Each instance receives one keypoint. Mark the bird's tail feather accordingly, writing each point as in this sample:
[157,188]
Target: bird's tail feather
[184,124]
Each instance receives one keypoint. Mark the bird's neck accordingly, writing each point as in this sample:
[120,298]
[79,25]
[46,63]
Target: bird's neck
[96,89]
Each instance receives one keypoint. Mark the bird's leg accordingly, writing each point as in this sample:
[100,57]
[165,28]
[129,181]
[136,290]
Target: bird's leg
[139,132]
==
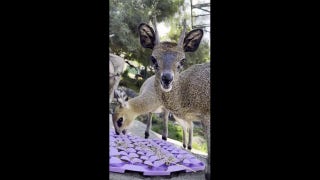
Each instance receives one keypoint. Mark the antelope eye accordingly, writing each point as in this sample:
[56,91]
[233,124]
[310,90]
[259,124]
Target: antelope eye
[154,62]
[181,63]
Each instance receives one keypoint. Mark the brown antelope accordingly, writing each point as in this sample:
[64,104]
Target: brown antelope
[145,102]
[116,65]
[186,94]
* * *
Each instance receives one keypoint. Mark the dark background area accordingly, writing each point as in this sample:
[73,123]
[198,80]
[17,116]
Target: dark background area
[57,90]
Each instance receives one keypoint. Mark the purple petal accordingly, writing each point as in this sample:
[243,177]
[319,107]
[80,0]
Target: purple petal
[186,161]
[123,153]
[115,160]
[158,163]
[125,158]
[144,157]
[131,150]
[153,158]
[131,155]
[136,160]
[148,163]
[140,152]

▸ **Task directions**: Look through the material above and print exactly the lines from the one containing "Each instance receives one keypoint. Mark the bird's tail" to the one containing "Each instance receives one keypoint. Mark the bird's neck", both included, and nothing more.

▸ **Output for this exercise**:
Each instance receives one keypoint. Mark the bird's tail feather accordingly, writing each point as in this sample:
[157,188]
Target: bird's tail feather
[184,124]
Each instance receives one keypoint. Mark the bird's neck accordingly, writing each point as in this sample:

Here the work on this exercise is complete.